(Position identification items)
-----
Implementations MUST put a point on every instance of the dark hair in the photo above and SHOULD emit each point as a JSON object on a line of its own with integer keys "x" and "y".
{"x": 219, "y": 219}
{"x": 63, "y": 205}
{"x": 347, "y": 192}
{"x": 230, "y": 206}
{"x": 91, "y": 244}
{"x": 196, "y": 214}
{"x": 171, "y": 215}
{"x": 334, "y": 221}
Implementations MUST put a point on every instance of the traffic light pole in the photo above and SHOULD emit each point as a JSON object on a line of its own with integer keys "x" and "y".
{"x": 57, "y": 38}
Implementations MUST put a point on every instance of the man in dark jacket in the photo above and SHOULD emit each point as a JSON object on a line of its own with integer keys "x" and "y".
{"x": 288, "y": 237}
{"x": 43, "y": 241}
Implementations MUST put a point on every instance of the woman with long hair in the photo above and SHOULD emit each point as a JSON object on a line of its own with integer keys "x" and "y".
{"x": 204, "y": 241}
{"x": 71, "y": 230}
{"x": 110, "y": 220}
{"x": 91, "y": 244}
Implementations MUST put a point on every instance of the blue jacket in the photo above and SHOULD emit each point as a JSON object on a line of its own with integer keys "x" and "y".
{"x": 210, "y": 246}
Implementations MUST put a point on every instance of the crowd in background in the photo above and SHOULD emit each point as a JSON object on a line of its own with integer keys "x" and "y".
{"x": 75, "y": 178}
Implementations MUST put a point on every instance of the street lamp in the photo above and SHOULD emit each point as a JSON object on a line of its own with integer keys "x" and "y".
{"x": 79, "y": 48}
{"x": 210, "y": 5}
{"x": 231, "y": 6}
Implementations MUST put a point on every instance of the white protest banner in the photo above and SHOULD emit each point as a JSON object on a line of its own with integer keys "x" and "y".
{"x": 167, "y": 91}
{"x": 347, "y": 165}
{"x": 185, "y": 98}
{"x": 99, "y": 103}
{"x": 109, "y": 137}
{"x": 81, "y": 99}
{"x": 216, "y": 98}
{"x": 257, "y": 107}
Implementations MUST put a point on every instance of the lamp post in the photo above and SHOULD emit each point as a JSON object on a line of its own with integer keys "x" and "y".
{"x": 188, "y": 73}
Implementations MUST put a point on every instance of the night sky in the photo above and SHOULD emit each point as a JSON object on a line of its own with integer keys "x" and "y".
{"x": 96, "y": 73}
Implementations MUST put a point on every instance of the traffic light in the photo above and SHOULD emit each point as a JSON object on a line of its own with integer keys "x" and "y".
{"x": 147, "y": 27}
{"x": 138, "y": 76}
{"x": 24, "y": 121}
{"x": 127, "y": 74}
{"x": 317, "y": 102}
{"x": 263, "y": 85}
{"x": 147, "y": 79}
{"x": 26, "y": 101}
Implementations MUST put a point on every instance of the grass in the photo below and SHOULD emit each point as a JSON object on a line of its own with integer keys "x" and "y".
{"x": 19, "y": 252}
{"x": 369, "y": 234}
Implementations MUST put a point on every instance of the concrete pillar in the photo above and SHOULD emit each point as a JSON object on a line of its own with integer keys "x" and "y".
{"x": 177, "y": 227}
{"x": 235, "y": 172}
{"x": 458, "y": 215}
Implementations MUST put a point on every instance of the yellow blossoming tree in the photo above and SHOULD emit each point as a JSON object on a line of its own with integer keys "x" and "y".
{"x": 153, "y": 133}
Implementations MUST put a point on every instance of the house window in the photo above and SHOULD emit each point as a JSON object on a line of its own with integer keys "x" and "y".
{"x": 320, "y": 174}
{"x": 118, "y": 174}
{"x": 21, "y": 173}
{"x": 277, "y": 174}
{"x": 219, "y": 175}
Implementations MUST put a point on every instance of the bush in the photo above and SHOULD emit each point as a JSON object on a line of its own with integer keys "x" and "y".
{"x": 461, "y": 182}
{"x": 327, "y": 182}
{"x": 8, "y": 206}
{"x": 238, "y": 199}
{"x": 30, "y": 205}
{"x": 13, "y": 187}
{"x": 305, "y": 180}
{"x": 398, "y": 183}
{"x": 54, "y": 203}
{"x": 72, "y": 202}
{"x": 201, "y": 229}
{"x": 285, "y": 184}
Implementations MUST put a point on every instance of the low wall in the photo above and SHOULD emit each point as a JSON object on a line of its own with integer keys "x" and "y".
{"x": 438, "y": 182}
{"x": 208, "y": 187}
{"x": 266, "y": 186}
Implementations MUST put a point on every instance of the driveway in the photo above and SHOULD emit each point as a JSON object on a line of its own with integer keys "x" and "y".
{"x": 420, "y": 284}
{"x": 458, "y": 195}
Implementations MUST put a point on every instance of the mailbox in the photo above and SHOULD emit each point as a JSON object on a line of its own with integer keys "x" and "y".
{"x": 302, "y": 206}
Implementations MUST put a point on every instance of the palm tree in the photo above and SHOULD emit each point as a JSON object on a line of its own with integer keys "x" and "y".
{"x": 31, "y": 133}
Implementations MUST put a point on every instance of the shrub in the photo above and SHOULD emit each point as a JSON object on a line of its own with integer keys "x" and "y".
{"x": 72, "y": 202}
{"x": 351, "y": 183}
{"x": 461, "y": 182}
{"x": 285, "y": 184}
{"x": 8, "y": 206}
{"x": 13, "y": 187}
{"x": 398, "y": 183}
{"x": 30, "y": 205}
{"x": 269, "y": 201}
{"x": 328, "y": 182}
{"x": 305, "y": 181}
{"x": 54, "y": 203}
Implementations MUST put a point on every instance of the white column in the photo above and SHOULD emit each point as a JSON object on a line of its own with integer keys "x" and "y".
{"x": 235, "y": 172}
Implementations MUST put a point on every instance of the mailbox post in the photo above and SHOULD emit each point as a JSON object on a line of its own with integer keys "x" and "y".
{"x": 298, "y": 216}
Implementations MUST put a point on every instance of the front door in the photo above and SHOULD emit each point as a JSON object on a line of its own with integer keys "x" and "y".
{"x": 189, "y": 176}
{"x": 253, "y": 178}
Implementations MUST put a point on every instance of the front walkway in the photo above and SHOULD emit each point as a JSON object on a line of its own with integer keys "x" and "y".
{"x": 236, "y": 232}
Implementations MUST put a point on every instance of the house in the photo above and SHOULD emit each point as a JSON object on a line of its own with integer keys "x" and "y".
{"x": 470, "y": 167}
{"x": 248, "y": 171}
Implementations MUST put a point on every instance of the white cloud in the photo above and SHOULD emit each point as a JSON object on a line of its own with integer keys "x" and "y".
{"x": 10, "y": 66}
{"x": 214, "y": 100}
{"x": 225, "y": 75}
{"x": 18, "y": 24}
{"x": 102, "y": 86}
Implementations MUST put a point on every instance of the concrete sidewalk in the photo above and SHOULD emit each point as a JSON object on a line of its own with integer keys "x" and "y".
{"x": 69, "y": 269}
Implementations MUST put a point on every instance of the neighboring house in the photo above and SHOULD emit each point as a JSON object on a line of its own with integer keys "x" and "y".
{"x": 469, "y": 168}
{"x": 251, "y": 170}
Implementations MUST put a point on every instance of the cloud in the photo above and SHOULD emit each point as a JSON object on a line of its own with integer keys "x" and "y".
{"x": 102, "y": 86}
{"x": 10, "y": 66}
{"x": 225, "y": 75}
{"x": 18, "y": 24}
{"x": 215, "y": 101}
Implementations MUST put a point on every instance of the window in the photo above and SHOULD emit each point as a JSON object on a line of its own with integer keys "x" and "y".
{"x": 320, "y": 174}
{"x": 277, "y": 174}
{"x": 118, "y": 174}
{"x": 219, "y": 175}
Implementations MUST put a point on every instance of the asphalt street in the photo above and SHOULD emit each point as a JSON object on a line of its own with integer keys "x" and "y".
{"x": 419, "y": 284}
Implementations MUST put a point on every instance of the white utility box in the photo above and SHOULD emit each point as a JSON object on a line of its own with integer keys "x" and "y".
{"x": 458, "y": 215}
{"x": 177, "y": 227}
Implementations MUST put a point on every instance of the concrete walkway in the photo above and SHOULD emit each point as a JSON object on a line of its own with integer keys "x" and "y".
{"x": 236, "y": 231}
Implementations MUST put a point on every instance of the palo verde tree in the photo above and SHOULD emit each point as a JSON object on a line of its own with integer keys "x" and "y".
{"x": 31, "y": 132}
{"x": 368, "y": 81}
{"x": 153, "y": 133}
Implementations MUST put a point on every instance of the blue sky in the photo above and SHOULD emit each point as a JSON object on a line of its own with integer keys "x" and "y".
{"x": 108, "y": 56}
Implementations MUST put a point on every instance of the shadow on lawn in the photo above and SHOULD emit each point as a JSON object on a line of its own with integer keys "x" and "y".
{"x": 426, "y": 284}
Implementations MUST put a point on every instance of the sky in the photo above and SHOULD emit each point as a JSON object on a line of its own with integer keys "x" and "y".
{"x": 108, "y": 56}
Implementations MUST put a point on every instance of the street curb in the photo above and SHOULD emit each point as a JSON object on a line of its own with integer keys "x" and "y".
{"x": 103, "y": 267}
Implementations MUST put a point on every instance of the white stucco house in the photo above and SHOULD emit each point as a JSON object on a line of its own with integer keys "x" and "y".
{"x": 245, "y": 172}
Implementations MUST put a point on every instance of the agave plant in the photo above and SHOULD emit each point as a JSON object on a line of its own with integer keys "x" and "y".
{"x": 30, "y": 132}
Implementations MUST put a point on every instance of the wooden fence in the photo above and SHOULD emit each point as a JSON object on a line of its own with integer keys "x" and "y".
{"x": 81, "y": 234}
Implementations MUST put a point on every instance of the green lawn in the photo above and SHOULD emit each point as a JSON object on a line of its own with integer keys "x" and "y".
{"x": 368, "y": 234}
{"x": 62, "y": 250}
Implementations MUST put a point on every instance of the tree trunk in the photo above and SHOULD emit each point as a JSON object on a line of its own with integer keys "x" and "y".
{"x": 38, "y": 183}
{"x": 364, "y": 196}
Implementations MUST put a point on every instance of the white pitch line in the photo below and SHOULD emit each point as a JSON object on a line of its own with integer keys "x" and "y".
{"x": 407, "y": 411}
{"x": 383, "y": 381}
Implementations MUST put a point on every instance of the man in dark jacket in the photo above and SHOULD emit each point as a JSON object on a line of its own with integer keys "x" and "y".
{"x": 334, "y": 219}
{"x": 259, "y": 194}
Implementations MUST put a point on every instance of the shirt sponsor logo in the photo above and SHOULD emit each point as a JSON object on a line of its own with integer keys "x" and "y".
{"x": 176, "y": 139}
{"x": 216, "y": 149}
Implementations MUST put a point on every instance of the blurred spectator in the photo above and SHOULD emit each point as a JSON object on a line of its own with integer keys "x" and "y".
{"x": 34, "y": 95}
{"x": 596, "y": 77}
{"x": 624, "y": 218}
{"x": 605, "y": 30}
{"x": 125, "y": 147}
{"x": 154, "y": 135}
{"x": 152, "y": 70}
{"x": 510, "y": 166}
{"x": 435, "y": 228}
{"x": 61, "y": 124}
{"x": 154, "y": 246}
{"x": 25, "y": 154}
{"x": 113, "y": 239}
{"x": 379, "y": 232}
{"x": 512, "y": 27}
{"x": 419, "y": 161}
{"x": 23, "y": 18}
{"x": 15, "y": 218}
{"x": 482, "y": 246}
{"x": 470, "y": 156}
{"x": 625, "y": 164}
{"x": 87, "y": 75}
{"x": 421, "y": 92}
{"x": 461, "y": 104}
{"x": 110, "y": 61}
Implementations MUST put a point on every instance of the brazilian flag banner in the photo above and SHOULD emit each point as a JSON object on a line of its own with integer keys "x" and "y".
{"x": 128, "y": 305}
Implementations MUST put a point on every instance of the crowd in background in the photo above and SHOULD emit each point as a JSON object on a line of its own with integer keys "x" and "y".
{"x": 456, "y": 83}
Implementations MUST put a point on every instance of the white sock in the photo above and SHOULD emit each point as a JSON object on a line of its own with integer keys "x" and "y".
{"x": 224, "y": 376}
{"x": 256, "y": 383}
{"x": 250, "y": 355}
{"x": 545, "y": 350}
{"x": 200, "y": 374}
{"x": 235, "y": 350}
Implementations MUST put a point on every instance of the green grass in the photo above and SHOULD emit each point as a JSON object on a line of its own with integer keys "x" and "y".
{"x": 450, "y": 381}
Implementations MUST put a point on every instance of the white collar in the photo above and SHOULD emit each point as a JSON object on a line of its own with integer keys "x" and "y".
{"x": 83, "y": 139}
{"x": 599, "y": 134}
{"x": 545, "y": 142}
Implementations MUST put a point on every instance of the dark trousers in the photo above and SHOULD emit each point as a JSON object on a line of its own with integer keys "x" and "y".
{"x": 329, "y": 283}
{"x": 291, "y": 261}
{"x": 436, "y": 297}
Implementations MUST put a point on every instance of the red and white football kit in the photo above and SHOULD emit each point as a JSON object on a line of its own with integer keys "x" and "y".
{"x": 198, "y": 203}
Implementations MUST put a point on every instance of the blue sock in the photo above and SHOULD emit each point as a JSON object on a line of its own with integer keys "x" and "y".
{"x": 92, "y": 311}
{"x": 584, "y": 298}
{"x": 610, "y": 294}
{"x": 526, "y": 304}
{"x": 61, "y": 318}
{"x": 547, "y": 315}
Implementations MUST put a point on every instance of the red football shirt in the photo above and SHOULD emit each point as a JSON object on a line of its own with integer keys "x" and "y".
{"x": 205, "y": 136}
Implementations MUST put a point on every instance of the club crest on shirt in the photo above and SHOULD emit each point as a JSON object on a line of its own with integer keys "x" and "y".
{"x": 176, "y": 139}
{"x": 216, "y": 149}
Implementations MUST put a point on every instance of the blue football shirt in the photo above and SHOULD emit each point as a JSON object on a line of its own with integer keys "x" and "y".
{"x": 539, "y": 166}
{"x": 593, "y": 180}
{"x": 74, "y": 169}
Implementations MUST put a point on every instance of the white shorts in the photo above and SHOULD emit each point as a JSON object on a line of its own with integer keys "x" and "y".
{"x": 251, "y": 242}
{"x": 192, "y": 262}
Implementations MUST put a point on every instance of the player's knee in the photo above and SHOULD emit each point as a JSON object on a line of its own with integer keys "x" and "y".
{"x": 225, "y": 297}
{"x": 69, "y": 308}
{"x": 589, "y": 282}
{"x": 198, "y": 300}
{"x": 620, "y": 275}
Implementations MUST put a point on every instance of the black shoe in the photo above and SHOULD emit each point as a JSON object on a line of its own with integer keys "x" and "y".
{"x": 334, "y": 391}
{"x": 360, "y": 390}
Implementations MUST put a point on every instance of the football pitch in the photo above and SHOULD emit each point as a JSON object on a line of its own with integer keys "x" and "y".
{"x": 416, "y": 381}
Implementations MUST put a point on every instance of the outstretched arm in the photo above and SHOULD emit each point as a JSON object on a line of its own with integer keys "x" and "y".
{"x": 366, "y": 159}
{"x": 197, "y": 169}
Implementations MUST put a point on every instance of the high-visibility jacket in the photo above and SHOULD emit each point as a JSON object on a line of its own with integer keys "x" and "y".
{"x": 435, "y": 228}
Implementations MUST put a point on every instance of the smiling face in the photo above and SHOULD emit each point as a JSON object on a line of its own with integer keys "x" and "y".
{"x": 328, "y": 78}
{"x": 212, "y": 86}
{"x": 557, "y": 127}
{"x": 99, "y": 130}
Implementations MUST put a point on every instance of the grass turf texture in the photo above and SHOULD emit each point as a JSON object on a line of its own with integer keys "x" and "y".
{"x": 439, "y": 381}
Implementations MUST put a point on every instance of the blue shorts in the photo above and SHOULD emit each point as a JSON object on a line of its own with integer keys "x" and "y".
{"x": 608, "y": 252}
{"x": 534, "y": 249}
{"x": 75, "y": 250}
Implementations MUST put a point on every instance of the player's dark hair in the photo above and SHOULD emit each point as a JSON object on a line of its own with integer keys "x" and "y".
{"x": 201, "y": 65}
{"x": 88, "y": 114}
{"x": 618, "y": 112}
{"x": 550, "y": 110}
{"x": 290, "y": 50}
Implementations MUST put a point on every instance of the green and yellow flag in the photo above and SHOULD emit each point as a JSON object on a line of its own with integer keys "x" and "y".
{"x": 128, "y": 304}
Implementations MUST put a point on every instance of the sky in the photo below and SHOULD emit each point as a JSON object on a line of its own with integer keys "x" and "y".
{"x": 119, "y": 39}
-----
EXERCISE DESCRIPTION »
Begin at the line that has "the player's dark" and stop after the last of the items. Rewrite those lines, changing "green and yellow flag" to "yellow and green flag" and keeping everything else as it stands.

COMPLETE OUTPUT »
Implementations MUST put a point on every instance of the player's dark hair in the photo above and SHOULD emit each point as a JSON object on a line of its own with integer keys "x" and "y".
{"x": 201, "y": 65}
{"x": 88, "y": 114}
{"x": 618, "y": 112}
{"x": 550, "y": 110}
{"x": 290, "y": 50}
Implementations MUST put a point on every instance of the yellow and green flag in the photo above and SHOULD emit each point as a JSON object on a line of its own with integer keys "x" and "y".
{"x": 128, "y": 304}
Implementations MUST put a point on every instance of the sky in the photo below and SHOULD emit each point as a JSON object on a line of its own with integer keys "x" and "y".
{"x": 119, "y": 39}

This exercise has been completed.